**Extracto del documento:**
-- -- --
Si faltaba un argumento más para ver la gravedad del problema y la necesidad de pensar de forma unida las soluciones para la crisis climática y la catástrofe socioeconómica que atraviesa nuestro país, las periodistas dedican un capítulo entero a la producción capitalista de alimentos en Argentina y el mundo.

Nos traen un dato que pone la piel de gallina: hoy un 30% del total de los alimentos es desechado por los mismos empresarios que la generan porque encuentran más rentable tirarla que regalarla cuando no se vende.

Ellas afirman que estamos viendo una transformación absoluta de los ambientes y sus habitantes, tanto los seres humanos como las especies vegetales y animales. Nos hablan de la soja, un alimento con enorme contenido proteico que sirve para darle de comer a millones de chanchos en China, que luego son faenados de forma industrial. Y nos advierten que prestemos atención cuando veamos un producto abundante y barato (como lo es este grano) porque para que exista tuvieron que desplazar un ecosistema entero para plantarlo.
-- -- --
**Ejercicio propuesto A:** Imprime el pasaje del extracto sobre la producción capitalista de alimentos que empieza en "Nos traen un" y termina en "entero para plantarlo.".

**Datos proporcionados:**
-- -- --
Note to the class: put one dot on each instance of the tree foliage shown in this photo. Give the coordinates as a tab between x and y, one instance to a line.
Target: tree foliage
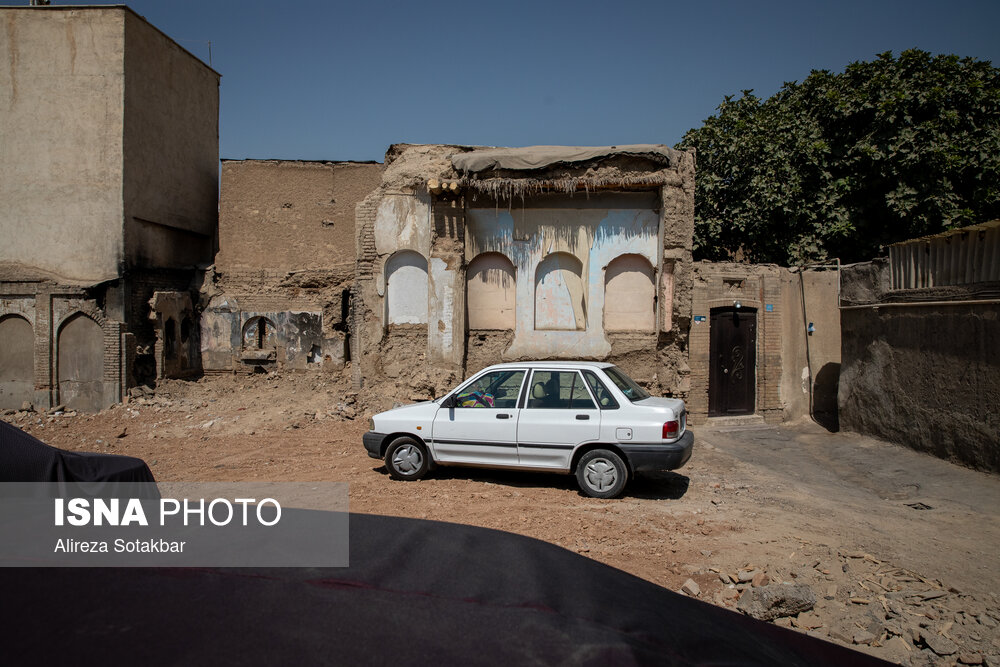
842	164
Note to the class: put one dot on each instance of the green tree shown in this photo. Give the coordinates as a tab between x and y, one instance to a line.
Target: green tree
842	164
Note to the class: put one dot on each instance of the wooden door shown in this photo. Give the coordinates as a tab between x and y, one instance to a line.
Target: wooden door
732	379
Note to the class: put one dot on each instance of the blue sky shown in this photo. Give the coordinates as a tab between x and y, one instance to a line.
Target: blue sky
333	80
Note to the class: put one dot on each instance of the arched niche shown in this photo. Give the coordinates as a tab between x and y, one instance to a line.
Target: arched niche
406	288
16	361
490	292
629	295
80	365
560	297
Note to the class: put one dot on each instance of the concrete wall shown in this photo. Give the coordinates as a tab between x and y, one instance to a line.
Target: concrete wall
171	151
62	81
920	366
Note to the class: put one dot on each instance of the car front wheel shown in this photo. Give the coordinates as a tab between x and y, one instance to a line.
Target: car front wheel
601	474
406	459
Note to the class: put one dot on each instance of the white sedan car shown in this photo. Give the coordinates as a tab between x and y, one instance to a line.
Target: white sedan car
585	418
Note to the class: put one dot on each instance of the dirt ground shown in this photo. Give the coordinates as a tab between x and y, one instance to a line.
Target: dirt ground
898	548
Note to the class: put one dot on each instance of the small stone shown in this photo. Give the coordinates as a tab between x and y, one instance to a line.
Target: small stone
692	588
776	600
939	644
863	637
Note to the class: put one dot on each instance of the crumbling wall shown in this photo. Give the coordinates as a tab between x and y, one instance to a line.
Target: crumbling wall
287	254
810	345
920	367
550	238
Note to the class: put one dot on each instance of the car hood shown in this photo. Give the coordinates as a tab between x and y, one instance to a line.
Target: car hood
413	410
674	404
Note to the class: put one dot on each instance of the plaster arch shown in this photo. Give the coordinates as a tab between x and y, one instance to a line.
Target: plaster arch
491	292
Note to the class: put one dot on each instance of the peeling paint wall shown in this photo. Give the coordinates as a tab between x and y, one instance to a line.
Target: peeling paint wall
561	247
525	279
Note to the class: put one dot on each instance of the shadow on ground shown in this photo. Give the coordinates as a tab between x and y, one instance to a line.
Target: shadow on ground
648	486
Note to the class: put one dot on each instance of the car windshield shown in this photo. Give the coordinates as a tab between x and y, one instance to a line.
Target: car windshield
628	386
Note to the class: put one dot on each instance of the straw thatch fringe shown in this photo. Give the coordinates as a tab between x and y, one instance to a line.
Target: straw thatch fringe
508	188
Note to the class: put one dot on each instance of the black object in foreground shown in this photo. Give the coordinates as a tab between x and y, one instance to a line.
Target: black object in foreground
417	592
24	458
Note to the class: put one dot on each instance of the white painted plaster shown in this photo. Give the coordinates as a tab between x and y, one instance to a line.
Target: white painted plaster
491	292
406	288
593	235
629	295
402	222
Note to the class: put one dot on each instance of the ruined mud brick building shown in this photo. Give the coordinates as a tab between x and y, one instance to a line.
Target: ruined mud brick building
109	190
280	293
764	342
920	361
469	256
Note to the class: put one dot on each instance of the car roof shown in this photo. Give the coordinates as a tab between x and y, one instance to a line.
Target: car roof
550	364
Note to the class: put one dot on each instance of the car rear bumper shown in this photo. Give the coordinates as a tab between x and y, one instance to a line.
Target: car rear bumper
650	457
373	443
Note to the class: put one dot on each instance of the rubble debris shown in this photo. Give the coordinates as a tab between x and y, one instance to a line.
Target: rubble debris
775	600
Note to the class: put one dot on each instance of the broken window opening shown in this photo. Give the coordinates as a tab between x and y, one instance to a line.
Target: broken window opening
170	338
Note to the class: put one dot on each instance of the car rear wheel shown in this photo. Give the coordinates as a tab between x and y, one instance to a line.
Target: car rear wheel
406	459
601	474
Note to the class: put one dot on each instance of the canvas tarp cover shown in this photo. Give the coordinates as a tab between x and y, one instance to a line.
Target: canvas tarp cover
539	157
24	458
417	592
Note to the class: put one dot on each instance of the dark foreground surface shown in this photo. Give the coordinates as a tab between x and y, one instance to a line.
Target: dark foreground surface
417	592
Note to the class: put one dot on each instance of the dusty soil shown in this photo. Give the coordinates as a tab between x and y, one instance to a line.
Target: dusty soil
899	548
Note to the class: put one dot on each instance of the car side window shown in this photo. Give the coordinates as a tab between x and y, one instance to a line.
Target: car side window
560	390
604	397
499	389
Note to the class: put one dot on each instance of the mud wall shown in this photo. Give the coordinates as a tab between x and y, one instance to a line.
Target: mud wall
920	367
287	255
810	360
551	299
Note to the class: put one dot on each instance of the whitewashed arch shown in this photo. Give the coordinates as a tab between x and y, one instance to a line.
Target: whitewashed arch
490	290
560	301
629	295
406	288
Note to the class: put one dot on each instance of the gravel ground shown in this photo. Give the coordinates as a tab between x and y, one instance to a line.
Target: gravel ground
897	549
-- -- --
**Ejercicio propuesto B:** Enumera cada línea de los registros que contenga la palabra "door", distinguiendo entre mayúsculas y minúsculas.

**Respuesta escrita A:**
Nos traen un dato que pone la piel de gallina: hoy un 30% del total de los alimentos es desechado por los mismos empresarios que la generan porque encuentran más rentable tirarla que regalarla cuando no se vende.

Ellas afirman que estamos viendo una transformación absoluta de los ambientes y sus habitantes, tanto los seres humanos como las especies vegetales y animales. Nos hablan de la soja, un alimento con enorme contenido proteico que sirve para darle de comer a millones de chanchos en China, que luego son faenados de forma industrial. Y nos advierten que prestemos atención cuando veamos un producto abundante y barato (como lo es este grano) porque para que exista tuvieron que desplazar un ecosistema entero para plantarlo.

**Respuesta escrita B:**
Note to the class: put one dot on each instance of the wooden door shown in this photo. Give the coordinates as a tab between x and y, one instance to a line.
Target: wooden door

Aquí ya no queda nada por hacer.